***** Selected extract

- Venue: Jakabaring Sport City
- Date: 27 August 2018
- Competitors: 47 from 9 nations

Medalists
| gold medal | Indonesia Muhammad Hinayah, Veddriq Leonardo, Rindi Sufriyanto, Abudzar Yulianto |
| silver medal | Indonesia Muhammad Fajri Alfian, Aspar Jaelolo, Sabri, Septo Wibowo Siburian |
| bronze medal | China Li Jinxin, Liang Rongqi, Ou Zhiyong |

= Sport climbing at the 2018 Asian Games – Men's speed relay =

The men's speed relay event at the 2018 Asian Games took place on 27 August at Jakabaring Sport City, Palembang, Indonesia.

==Schedule==
All times are Western Indonesia Time (UTC+07:00)

**********
***** Entries

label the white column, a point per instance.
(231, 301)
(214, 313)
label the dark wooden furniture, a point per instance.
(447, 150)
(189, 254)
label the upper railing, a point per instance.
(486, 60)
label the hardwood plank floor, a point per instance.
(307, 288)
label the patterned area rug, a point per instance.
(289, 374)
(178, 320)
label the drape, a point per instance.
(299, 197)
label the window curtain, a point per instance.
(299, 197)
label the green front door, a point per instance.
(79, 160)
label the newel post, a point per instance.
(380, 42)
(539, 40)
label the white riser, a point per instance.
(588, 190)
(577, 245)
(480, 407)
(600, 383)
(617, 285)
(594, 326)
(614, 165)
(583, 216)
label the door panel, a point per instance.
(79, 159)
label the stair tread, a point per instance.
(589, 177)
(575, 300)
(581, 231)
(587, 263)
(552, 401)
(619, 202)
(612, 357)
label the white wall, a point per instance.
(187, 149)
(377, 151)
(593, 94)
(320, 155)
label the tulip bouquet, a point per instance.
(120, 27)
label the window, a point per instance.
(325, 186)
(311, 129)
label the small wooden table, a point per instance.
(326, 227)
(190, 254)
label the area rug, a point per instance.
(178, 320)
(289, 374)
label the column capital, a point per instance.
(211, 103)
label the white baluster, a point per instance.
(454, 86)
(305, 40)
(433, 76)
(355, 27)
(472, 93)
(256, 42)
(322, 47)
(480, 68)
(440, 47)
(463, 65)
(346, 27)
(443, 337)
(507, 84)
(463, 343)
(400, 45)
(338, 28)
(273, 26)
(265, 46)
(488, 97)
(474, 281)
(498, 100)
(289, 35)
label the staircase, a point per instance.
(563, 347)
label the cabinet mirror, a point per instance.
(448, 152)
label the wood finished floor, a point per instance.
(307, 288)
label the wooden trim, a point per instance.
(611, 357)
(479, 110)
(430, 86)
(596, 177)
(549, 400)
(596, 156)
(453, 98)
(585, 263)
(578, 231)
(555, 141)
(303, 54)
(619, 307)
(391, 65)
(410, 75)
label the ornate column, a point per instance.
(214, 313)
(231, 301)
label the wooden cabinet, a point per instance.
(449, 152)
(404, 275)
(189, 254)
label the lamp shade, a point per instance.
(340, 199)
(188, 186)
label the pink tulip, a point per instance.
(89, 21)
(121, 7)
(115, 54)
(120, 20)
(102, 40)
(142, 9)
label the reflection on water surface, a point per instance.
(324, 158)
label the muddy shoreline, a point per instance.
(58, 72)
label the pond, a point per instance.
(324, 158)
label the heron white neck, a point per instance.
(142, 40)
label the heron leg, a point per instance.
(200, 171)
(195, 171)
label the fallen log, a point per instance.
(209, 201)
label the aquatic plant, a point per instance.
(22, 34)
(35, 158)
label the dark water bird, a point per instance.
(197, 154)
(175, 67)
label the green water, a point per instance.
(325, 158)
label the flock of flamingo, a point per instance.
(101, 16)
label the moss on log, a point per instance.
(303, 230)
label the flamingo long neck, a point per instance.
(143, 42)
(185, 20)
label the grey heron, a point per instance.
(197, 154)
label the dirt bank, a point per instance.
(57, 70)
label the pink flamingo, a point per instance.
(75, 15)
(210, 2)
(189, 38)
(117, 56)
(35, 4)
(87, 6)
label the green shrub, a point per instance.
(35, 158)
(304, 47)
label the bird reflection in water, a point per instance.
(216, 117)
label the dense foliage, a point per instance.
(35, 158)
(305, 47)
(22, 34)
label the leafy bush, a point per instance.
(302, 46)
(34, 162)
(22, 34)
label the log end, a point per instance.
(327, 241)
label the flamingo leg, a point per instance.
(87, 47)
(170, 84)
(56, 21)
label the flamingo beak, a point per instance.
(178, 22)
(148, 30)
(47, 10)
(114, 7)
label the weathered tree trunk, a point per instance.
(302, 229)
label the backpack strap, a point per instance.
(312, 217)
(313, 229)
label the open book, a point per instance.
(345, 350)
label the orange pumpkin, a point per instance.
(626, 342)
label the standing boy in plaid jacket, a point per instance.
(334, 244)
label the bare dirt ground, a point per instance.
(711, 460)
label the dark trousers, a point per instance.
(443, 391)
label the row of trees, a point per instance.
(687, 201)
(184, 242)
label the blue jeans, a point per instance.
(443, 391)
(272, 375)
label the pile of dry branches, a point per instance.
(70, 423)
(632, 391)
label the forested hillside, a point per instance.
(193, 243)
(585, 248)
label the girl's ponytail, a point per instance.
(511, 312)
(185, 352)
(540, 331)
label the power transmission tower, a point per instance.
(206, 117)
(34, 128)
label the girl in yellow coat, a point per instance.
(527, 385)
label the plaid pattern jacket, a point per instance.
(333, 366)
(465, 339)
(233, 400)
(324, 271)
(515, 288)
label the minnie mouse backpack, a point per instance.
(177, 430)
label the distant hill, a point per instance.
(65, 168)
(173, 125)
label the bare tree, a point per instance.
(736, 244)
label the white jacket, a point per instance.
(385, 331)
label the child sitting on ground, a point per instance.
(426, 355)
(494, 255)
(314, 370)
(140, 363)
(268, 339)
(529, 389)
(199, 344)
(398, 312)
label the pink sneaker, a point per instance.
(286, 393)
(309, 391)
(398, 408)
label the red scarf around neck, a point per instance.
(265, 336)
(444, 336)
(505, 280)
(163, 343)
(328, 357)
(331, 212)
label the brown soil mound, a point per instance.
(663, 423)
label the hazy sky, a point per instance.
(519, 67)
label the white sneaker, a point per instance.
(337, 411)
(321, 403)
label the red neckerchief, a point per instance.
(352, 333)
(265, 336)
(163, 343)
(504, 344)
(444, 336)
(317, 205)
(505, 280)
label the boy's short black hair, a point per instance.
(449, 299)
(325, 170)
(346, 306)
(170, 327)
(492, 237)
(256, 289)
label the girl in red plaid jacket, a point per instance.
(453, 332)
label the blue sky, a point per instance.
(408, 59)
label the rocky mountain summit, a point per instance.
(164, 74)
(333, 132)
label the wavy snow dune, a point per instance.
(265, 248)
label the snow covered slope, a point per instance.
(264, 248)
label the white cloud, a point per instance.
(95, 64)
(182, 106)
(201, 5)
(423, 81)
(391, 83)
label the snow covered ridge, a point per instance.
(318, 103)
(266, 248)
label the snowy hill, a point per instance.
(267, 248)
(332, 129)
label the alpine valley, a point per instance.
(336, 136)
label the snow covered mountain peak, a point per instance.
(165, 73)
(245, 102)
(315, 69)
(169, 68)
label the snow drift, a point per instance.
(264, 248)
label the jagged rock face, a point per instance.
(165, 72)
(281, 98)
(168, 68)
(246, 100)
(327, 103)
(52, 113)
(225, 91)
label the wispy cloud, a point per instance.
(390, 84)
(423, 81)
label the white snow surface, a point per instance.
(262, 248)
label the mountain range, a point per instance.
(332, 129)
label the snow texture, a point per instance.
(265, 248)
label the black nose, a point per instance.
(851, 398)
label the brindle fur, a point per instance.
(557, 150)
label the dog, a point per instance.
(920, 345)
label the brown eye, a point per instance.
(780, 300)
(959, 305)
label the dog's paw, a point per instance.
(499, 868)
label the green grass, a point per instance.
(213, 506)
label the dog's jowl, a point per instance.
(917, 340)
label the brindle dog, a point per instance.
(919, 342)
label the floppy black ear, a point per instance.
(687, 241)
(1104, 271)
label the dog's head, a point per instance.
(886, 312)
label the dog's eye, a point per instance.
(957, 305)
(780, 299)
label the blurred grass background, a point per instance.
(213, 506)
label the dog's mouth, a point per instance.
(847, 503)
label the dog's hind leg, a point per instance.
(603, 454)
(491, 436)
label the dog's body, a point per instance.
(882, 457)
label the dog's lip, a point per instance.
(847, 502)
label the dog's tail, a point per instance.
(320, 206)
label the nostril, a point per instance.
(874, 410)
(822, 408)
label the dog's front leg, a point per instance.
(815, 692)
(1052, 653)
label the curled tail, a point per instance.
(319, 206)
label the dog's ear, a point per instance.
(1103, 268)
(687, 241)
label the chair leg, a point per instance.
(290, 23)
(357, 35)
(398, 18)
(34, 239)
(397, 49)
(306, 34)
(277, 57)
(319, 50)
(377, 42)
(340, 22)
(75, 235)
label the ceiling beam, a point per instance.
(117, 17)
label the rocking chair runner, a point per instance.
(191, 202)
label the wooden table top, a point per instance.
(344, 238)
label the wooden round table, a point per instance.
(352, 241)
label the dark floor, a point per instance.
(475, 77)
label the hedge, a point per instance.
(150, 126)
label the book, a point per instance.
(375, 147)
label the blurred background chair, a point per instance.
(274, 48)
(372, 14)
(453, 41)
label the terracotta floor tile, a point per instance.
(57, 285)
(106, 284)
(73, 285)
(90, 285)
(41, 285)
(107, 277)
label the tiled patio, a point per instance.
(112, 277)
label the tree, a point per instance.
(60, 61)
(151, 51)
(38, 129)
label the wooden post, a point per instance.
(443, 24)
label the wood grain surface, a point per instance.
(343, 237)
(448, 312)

**********

**The tasks**.
1. Decide whether each statement agrees with the speed relay entry, answering yes or no and quoting the deciding words: (a) The event drew 47 competitors from 9 nations. (b) The bronze medal went to a team from Japan. (c) The schedule gives all times in Western Indonesia Time.
2. Reproduce the speed relay entry from "- Venue: Jakabaring" to "City, Palembang, Indonesia.", substituting "the venue" for "Jakabaring Sport City".
The records are a separate set of material from the text about the speed relay.

**Task solutions**.
1.
(a) Yes: "Competitors: 47 from 9 nations"
(b) No: "bronze medal | China Li Jinxin, Liang Rongqi, Ou Zhiyong"
(c) Yes: "All times are Western Indonesia Time (UTC+07:00)"

2.
- Venue: the venue
- Date: 27 August 2018
- Competitors: 47 from 9 nations

Medalists
| gold medal | Indonesia Muhammad Hinayah, Veddriq Leonardo, Rindi Sufriyanto, Abudzar Yulianto |
| silver medal | Indonesia Muhammad Fajri Alfian, Aspar Jaelolo, Sabri, Septo Wibowo Siburian |
| bronze medal | China Li Jinxin, Liang Rongqi, Ou Zhiyong |

= Sport climbing at the 2018 Asian Games – Men's speed relay =

The men's speed relay event at the 2018 Asian Games took place on 27 August at the venue, Palembang, Indonesia.